A word-for-word restatement of every record is required.

--

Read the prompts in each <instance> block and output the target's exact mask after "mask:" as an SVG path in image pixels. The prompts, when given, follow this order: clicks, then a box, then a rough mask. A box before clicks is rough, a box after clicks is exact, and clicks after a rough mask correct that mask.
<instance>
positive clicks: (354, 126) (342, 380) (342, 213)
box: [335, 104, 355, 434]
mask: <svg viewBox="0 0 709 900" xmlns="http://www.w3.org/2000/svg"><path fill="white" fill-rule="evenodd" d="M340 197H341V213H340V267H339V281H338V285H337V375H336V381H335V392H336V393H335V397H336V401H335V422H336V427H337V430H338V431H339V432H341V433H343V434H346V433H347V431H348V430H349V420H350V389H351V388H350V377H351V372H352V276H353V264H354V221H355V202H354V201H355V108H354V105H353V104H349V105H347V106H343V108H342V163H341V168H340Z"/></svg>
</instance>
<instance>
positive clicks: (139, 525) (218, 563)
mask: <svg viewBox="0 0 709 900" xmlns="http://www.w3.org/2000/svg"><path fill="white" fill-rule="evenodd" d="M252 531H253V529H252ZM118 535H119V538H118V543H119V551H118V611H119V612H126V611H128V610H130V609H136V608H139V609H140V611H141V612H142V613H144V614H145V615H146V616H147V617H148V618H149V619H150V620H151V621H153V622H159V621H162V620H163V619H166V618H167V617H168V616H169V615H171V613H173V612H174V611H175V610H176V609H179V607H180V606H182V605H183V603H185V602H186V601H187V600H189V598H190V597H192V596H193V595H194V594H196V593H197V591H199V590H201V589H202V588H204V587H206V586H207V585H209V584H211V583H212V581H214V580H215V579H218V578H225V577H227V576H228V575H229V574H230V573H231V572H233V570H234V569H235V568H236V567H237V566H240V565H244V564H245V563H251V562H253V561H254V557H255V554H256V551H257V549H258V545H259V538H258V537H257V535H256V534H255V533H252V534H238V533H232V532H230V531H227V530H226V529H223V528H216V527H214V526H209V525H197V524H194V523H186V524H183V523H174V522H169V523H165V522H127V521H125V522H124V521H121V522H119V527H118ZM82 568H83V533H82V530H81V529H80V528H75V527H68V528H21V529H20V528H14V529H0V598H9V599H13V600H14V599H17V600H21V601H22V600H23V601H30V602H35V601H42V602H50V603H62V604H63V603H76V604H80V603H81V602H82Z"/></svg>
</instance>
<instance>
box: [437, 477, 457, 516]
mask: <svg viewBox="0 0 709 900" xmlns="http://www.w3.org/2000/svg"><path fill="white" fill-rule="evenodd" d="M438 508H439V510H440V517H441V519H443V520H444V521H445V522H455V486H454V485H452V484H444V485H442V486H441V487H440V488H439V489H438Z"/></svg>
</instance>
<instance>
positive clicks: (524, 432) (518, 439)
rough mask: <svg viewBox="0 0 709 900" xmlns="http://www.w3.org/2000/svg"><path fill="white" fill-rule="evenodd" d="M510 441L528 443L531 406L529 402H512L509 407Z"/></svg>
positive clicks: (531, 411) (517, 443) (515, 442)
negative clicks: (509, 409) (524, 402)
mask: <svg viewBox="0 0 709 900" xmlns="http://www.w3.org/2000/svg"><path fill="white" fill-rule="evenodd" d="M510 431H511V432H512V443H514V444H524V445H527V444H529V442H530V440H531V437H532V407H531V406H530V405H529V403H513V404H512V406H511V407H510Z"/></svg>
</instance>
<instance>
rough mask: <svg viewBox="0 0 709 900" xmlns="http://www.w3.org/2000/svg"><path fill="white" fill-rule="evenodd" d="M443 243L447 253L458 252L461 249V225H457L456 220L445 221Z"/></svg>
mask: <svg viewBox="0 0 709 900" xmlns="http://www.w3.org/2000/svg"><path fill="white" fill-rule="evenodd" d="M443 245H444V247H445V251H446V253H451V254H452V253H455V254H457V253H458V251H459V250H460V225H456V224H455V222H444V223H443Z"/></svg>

--

* [TASK ANSWER]:
Read the prompts in each <instance> block and output the target's exact mask after "mask:" as an SVG path in image pixels. The prompts, when given, follow this order: clicks, then a box, then a rough mask. A box before clicks is rough, a box after clicks is exact, and clicks after a rough mask correct that mask.
<instance>
positive clicks: (354, 126) (342, 380) (342, 213)
box: [335, 104, 355, 434]
mask: <svg viewBox="0 0 709 900" xmlns="http://www.w3.org/2000/svg"><path fill="white" fill-rule="evenodd" d="M340 197H341V213H340V267H339V281H338V285H337V375H336V381H335V392H336V393H335V397H336V401H335V422H336V427H337V430H338V431H339V432H341V433H343V434H346V433H347V431H348V430H349V420H350V389H351V388H350V377H351V372H352V276H353V264H354V221H355V202H354V201H355V108H354V105H353V104H349V105H347V106H343V108H342V163H341V168H340Z"/></svg>
</instance>
<instance>
positive clicks: (139, 525) (218, 563)
mask: <svg viewBox="0 0 709 900" xmlns="http://www.w3.org/2000/svg"><path fill="white" fill-rule="evenodd" d="M252 531H253V529H252ZM118 535H119V538H118V543H119V551H118V611H119V612H126V611H128V610H130V609H136V608H139V609H140V611H141V612H142V613H144V614H145V615H146V616H147V617H148V618H149V619H150V620H151V621H153V622H159V621H162V620H163V619H166V618H167V617H168V616H169V615H171V613H173V612H174V611H175V610H176V609H179V607H180V606H182V605H183V603H185V602H186V601H187V600H189V598H190V597H192V596H193V595H194V594H196V593H197V591H199V590H201V589H202V588H204V587H206V586H207V585H209V584H211V583H212V581H214V580H215V579H218V578H225V577H227V576H228V575H229V574H230V573H231V572H233V570H234V569H235V568H236V567H237V566H240V565H244V564H245V563H251V562H253V561H254V557H255V554H256V551H257V549H258V545H259V538H258V537H257V535H256V534H255V533H252V534H238V533H232V532H230V531H227V530H226V529H223V528H216V527H214V526H209V525H197V524H194V523H186V524H183V523H174V522H169V523H165V522H127V521H125V522H124V521H121V522H119V527H118ZM82 568H83V533H82V530H81V529H80V528H75V527H68V528H21V529H20V528H14V529H0V598H9V599H13V600H14V599H17V600H21V601H22V600H23V601H30V602H35V601H42V602H50V603H62V604H63V603H76V604H80V603H81V602H82Z"/></svg>
</instance>
<instance>
box: [437, 477, 457, 516]
mask: <svg viewBox="0 0 709 900" xmlns="http://www.w3.org/2000/svg"><path fill="white" fill-rule="evenodd" d="M438 508H439V510H440V517H441V519H443V520H444V521H445V522H455V486H454V485H452V484H444V485H442V486H441V487H440V488H439V489H438Z"/></svg>
</instance>
<instance>
positive clicks: (524, 432) (518, 439)
rough mask: <svg viewBox="0 0 709 900" xmlns="http://www.w3.org/2000/svg"><path fill="white" fill-rule="evenodd" d="M510 441L528 443L531 406L529 402H512L509 407Z"/></svg>
positive clicks: (531, 411) (517, 443) (515, 442)
negative clicks: (509, 409) (524, 402)
mask: <svg viewBox="0 0 709 900" xmlns="http://www.w3.org/2000/svg"><path fill="white" fill-rule="evenodd" d="M510 431H511V432H512V443H514V444H524V445H527V444H529V442H530V440H531V437H532V407H531V406H530V405H529V403H513V404H512V406H511V407H510Z"/></svg>
</instance>
<instance>
rough mask: <svg viewBox="0 0 709 900" xmlns="http://www.w3.org/2000/svg"><path fill="white" fill-rule="evenodd" d="M443 243L447 253L458 252L461 249V225H457L456 220L445 221Z"/></svg>
mask: <svg viewBox="0 0 709 900" xmlns="http://www.w3.org/2000/svg"><path fill="white" fill-rule="evenodd" d="M443 245H444V247H445V251H446V253H451V254H452V253H455V254H457V253H458V251H459V250H460V225H456V224H455V222H444V223H443Z"/></svg>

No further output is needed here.